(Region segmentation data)
-=-=-
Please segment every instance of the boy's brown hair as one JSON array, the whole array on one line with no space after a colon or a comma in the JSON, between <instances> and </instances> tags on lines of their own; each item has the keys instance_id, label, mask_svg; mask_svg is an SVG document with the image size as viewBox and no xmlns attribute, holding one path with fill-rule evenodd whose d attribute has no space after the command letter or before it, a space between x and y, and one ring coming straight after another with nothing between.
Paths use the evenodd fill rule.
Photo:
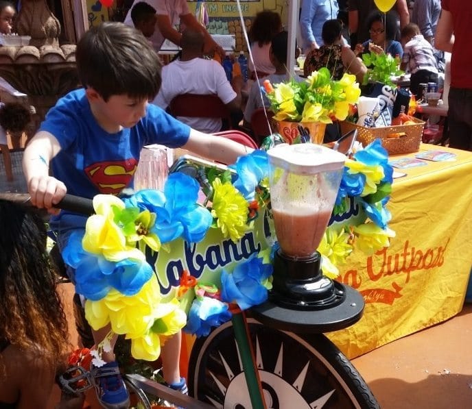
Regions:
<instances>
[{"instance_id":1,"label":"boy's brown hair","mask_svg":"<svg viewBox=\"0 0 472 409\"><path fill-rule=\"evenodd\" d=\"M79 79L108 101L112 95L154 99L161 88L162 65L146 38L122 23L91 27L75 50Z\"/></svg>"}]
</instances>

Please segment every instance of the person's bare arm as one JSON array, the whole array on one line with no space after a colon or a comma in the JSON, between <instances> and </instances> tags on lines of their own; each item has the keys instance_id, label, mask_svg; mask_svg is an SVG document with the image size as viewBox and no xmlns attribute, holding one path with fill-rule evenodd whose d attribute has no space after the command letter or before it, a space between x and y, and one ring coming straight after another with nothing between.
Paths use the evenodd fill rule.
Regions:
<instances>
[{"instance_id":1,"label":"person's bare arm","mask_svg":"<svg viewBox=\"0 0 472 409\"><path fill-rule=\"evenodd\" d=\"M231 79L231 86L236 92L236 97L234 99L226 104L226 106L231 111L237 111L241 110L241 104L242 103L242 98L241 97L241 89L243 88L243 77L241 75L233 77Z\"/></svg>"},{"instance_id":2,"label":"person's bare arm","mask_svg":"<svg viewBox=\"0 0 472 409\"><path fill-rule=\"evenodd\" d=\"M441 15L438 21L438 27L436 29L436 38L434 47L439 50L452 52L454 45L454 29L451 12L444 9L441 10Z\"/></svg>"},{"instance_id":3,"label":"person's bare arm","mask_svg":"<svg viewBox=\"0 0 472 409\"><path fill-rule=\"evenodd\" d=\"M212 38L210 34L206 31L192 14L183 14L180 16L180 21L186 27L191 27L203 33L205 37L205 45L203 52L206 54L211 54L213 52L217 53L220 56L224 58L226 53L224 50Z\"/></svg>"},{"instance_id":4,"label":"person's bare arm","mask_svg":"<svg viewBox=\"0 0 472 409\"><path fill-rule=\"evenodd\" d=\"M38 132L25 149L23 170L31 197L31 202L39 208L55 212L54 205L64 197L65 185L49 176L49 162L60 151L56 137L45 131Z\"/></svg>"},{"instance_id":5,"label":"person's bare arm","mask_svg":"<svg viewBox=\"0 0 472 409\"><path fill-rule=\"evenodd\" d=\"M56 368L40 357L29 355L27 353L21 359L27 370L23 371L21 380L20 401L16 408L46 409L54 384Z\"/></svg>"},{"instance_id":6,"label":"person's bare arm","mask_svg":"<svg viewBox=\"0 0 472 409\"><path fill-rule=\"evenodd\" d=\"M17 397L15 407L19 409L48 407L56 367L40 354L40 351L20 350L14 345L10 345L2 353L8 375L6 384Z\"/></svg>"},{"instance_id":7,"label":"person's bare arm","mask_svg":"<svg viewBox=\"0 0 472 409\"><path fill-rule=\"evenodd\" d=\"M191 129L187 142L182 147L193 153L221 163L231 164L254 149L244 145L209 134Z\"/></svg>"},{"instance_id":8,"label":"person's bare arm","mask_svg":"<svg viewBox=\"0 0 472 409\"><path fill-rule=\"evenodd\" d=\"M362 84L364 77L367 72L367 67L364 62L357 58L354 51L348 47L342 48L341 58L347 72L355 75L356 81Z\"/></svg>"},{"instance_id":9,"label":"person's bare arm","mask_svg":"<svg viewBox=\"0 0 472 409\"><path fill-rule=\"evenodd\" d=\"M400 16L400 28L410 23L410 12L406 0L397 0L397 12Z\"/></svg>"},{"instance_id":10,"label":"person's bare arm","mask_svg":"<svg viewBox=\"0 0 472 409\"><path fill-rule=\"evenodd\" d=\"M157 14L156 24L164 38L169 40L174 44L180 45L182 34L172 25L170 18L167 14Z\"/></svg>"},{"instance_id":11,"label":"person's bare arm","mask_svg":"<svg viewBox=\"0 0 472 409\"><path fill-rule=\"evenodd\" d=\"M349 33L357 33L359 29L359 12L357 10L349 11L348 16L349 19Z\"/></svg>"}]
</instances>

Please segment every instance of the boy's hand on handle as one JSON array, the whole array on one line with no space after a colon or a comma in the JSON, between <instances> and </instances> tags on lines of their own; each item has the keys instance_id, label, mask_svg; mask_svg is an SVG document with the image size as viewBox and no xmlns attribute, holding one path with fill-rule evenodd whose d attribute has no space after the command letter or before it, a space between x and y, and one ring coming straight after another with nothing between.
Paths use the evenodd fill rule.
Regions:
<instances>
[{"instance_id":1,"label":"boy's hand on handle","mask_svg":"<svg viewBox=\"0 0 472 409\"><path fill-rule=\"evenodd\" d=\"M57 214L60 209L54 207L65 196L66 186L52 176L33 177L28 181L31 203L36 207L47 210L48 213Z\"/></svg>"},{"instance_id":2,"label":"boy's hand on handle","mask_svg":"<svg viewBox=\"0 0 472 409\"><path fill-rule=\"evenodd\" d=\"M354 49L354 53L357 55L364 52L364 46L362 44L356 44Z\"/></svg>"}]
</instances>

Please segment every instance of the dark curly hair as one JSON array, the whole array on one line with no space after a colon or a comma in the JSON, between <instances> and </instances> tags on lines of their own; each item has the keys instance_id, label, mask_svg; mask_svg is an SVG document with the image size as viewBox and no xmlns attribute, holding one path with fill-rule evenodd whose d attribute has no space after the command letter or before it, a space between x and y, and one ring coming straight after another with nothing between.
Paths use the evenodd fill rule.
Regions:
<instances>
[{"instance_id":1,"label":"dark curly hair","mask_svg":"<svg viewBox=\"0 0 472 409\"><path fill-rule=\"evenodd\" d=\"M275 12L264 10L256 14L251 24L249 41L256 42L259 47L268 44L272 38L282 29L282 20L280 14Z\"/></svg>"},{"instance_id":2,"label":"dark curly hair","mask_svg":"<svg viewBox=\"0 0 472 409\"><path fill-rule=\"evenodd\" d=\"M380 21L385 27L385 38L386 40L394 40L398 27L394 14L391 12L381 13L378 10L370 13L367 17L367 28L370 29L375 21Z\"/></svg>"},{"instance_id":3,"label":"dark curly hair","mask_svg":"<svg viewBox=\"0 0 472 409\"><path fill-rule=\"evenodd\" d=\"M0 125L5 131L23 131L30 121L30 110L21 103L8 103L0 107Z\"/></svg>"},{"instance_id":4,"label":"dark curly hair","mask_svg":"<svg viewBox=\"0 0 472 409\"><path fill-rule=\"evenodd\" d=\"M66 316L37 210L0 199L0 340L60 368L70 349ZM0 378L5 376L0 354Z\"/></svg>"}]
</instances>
-=-=-
## Given instruction
Turn each line of the material above into a JSON list of strings, one string per line. Skip blank lines and leave the pictures out.

## Full response
[
  "Please segment every instance of the boy's brown hair as one JSON array, the whole array on one line with no space after a colon or a comma in the JSON, between <instances> and </instances> tags on lines of their own; each item has the keys instance_id, label, mask_svg; mask_svg is an SVG document with the image size as viewBox and no xmlns attribute, holding one path with fill-rule evenodd whose d attribute has no space after the command letter or before it, a space between x and y, and one ring coming straight after another with nothing between.",
  "Paths use the evenodd fill rule.",
  "Photo:",
  "Regions:",
  "<instances>",
  "[{\"instance_id\":1,\"label\":\"boy's brown hair\",\"mask_svg\":\"<svg viewBox=\\\"0 0 472 409\\\"><path fill-rule=\\\"evenodd\\\" d=\\\"M79 79L108 101L112 95L154 99L161 88L162 65L146 38L122 23L91 27L75 50Z\\\"/></svg>\"}]",
  "</instances>",
  "Please segment every instance of the person's bare arm as one JSON array, the whole array on one line with no space after a colon or a comma in the JSON, between <instances> and </instances> tags on lines of their own; each item has the keys instance_id, label, mask_svg; mask_svg is an SVG document with the image size as viewBox and no xmlns attribute, holding one path with fill-rule evenodd whose d attribute has no space after the command letter or before it, a space between x and y, and one ring coming straight after another with nothing between.",
  "Paths use the evenodd fill rule.",
  "Regions:",
  "<instances>",
  "[{\"instance_id\":1,\"label\":\"person's bare arm\",\"mask_svg\":\"<svg viewBox=\\\"0 0 472 409\\\"><path fill-rule=\\\"evenodd\\\" d=\\\"M231 79L231 86L236 92L236 97L234 99L226 104L226 106L231 111L237 111L241 110L241 104L242 103L242 98L241 97L241 89L243 88L243 77L241 75L233 77Z\\\"/></svg>\"},{\"instance_id\":2,\"label\":\"person's bare arm\",\"mask_svg\":\"<svg viewBox=\\\"0 0 472 409\\\"><path fill-rule=\\\"evenodd\\\" d=\\\"M441 15L438 21L438 27L436 29L436 38L434 47L439 50L452 52L454 45L454 29L451 12L444 9L441 10Z\\\"/></svg>\"},{\"instance_id\":3,\"label\":\"person's bare arm\",\"mask_svg\":\"<svg viewBox=\\\"0 0 472 409\\\"><path fill-rule=\\\"evenodd\\\" d=\\\"M212 38L210 34L206 31L192 14L183 14L180 16L180 21L186 27L191 27L203 33L205 37L205 45L203 52L206 54L211 54L213 52L217 53L220 56L224 58L226 53L224 50Z\\\"/></svg>\"},{\"instance_id\":4,\"label\":\"person's bare arm\",\"mask_svg\":\"<svg viewBox=\\\"0 0 472 409\\\"><path fill-rule=\\\"evenodd\\\" d=\\\"M38 132L25 149L23 170L31 197L31 202L39 208L55 212L54 205L64 197L65 185L49 176L49 162L60 151L56 137L45 131Z\\\"/></svg>\"},{\"instance_id\":5,\"label\":\"person's bare arm\",\"mask_svg\":\"<svg viewBox=\\\"0 0 472 409\\\"><path fill-rule=\\\"evenodd\\\" d=\\\"M56 368L40 357L29 355L27 353L21 359L27 370L23 371L21 380L20 401L16 408L46 409L54 384Z\\\"/></svg>\"},{\"instance_id\":6,\"label\":\"person's bare arm\",\"mask_svg\":\"<svg viewBox=\\\"0 0 472 409\\\"><path fill-rule=\\\"evenodd\\\" d=\\\"M17 397L15 407L19 409L48 407L56 367L40 354L40 351L20 350L14 345L10 345L2 353L8 375L6 384Z\\\"/></svg>\"},{\"instance_id\":7,\"label\":\"person's bare arm\",\"mask_svg\":\"<svg viewBox=\\\"0 0 472 409\\\"><path fill-rule=\\\"evenodd\\\" d=\\\"M191 129L187 142L182 147L193 153L221 163L231 164L254 149L244 145L209 134Z\\\"/></svg>\"},{\"instance_id\":8,\"label\":\"person's bare arm\",\"mask_svg\":\"<svg viewBox=\\\"0 0 472 409\\\"><path fill-rule=\\\"evenodd\\\" d=\\\"M362 84L364 77L367 72L367 67L364 62L357 58L354 51L348 47L342 48L341 58L347 72L355 75L356 81Z\\\"/></svg>\"},{\"instance_id\":9,\"label\":\"person's bare arm\",\"mask_svg\":\"<svg viewBox=\\\"0 0 472 409\\\"><path fill-rule=\\\"evenodd\\\" d=\\\"M400 16L400 28L410 23L410 12L406 0L397 0L397 12Z\\\"/></svg>\"},{\"instance_id\":10,\"label\":\"person's bare arm\",\"mask_svg\":\"<svg viewBox=\\\"0 0 472 409\\\"><path fill-rule=\\\"evenodd\\\" d=\\\"M157 14L156 24L164 38L169 40L174 44L180 45L182 34L172 25L170 18L167 14Z\\\"/></svg>\"},{\"instance_id\":11,\"label\":\"person's bare arm\",\"mask_svg\":\"<svg viewBox=\\\"0 0 472 409\\\"><path fill-rule=\\\"evenodd\\\" d=\\\"M349 33L357 33L359 29L359 12L357 10L349 11L348 16L349 19Z\\\"/></svg>\"}]",
  "</instances>",
  "Please segment every instance of the boy's hand on handle as one JSON array, the whole array on one line with no space after a colon or a comma in the JSON, between <instances> and </instances> tags on lines of their own; each item has the keys instance_id, label, mask_svg; mask_svg is an SVG document with the image size as viewBox and no xmlns attribute, holding one path with fill-rule evenodd whose d attribute has no space after the command letter or before it, a space between x and y, and one ring coming straight after another with nothing between.",
  "Paths use the evenodd fill rule.",
  "Regions:",
  "<instances>",
  "[{\"instance_id\":1,\"label\":\"boy's hand on handle\",\"mask_svg\":\"<svg viewBox=\\\"0 0 472 409\\\"><path fill-rule=\\\"evenodd\\\" d=\\\"M57 214L60 209L54 207L65 196L66 186L52 176L33 177L28 181L31 203L36 207L47 210L48 213Z\\\"/></svg>\"},{\"instance_id\":2,\"label\":\"boy's hand on handle\",\"mask_svg\":\"<svg viewBox=\\\"0 0 472 409\\\"><path fill-rule=\\\"evenodd\\\" d=\\\"M354 49L354 53L357 55L364 52L364 46L362 44L356 44Z\\\"/></svg>\"}]",
  "</instances>",
  "Please segment every instance of the dark curly hair as one JSON array, the whole array on one line with no space after a colon or a comma in the JSON, between <instances> and </instances> tags on lines of their own; each item has the keys instance_id, label, mask_svg; mask_svg is an SVG document with the image size as viewBox and no xmlns attribute, holding one path with fill-rule evenodd whose d attribute has no space after the command letter or before it, a space between x and y, and one ring coming straight after another with nothing between.",
  "Paths use the evenodd fill rule.",
  "Regions:",
  "<instances>",
  "[{\"instance_id\":1,\"label\":\"dark curly hair\",\"mask_svg\":\"<svg viewBox=\\\"0 0 472 409\\\"><path fill-rule=\\\"evenodd\\\" d=\\\"M275 12L264 10L256 14L251 24L249 41L256 42L259 47L268 44L272 38L282 29L282 20L280 14Z\\\"/></svg>\"},{\"instance_id\":2,\"label\":\"dark curly hair\",\"mask_svg\":\"<svg viewBox=\\\"0 0 472 409\\\"><path fill-rule=\\\"evenodd\\\" d=\\\"M380 21L385 27L385 38L386 40L394 40L398 27L394 14L391 12L381 13L378 10L370 13L367 17L367 28L370 29L375 21Z\\\"/></svg>\"},{\"instance_id\":3,\"label\":\"dark curly hair\",\"mask_svg\":\"<svg viewBox=\\\"0 0 472 409\\\"><path fill-rule=\\\"evenodd\\\" d=\\\"M0 125L5 131L23 131L30 121L30 110L21 103L8 103L0 107Z\\\"/></svg>\"},{\"instance_id\":4,\"label\":\"dark curly hair\",\"mask_svg\":\"<svg viewBox=\\\"0 0 472 409\\\"><path fill-rule=\\\"evenodd\\\" d=\\\"M66 316L37 210L0 199L0 340L60 368L70 349ZM0 378L5 376L0 354Z\\\"/></svg>\"}]",
  "</instances>"
]